**Problems to solve:**
- 1) Decide whether each statement below agrees with the book review that follows, and answer yes or no for each, quoting the deciding words of the review: (a) Spencer is the guitarist in a band ten years later. (b) Faith ended things with Spencer because her family approved of the relationship. (c) The book is rated five stars out of five.
- 2) Please repeat a passage from the book review below, starting at the words "Faith Siebert has" and stopping after "EDELWEISS+. THANK YOU.".

**Text shown:**
--- START ---
Friday, May 31, 2024

LIVE IT OUT, sapphic second-chance romance told with honesty and beauty



LIVE IT OUT
JENN ALEXANDER

Bywater Books
$9.99 ebook editions, available now

Rating: 4* of five

The Publisher Says: Spencer Adams was never expected to be anything more than a high school dropout. She’d been a troubled teen, spending more time at the skate park than in school, at least until her music teacher introduced her to the guitar and music class became her lifeline. Ten years later, she is the guitarist in a band that has become a breakout success, and she wants to use that success to help other teens who have had the same rough start as her. She takes on a volunteer project with local youth as a way of honoring her past, not knowing that it will force her to revisit the one part of her past that she’d hoped to forget.

Faith Siebert has always had high expectations to live up to, and she has tried her best to fulfill those expectations, to be a good daughter, a good student, and a good friend. When she fell for Spencer in high school, she knew her family and friends would never approve. Scared of their reactions, Faith ended things with Spencer, following the path her parents wanted for her, even at the immense personal cost. Of course, it had only been a high school romance, destined for brevity anyway. At least, that’s what she told herself. But when Spencer shows up in her life once again, partnered with Faith on a youth music project, her world is rocked and she is forced to re-examine everything she knows about relationships and herself.

I RECEIVED A DRC FROM THE PUBLISHER VIA EDELWEISS+. THANK YOU.

My Review
: Not much for rock-star romances, me, but I am a vulturous carrion-seeker for the corpses of heartbreaks past on second-chance narratives. Give me a high-school/college breakup undone decades later and I am on it like a Jane Austen bonnet. Add in the fact that the parties are a same-sex couple denied a natural ending by homophobia (internal or external, makes me no never-mind) and stand back while I run to get it. Didn't hurt your foot, did I?
--- END ---
**Study material:**
--- START ---
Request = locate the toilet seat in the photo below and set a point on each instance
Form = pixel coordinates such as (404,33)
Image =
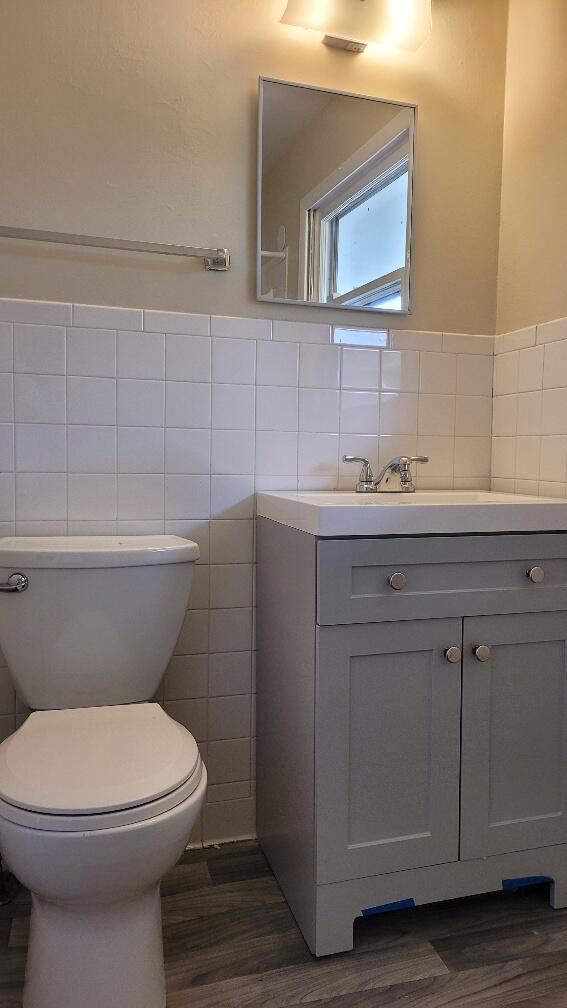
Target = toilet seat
(96,768)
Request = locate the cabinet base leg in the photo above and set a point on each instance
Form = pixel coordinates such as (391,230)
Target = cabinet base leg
(334,935)
(558,894)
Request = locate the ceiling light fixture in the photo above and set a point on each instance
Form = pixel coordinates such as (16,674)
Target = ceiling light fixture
(352,24)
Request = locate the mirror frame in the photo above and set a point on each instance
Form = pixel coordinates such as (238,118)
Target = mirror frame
(259,170)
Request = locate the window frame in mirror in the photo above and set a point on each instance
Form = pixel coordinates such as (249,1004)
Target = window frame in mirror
(402,279)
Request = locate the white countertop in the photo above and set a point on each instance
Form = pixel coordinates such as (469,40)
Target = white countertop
(431,512)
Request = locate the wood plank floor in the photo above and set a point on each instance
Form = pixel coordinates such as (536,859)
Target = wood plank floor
(230,941)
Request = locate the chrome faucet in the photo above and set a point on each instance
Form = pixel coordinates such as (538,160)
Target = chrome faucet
(402,465)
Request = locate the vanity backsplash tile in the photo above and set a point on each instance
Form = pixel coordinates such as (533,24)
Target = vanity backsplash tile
(530,410)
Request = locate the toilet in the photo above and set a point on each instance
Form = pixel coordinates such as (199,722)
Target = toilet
(99,787)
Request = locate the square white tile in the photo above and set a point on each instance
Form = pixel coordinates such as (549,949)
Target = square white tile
--- END ---
**Outputs in order:**
- 1)
(a) Yes: "Ten years later, she is the guitarist in a band that has become a breakout success"
(b) No: "When she fell for Spencer in high school, she knew her family and friends would never approve."
(c) No: "Rating: 4* of five"

- 2)
Faith Siebert has always had high expectations to live up to, and she has tried her best to fulfill those expectations, to be a good daughter, a good student, and a good friend. When she fell for Spencer in high school, she knew her family and friends would never approve. Scared of their reactions, Faith ended things with Spencer, following the path her parents wanted for her, even at the immense personal cost. Of course, it had only been a high school romance, destined for brevity anyway. At least, that’s what she told herself. But when Spencer shows up in her life once again, partnered with Faith on a youth music project, her world is rocked and she is forced to re-examine everything she knows about relationships and herself.

I RECEIVED A DRC FROM THE PUBLISHER VIA EDELWEISS+. THANK YOU.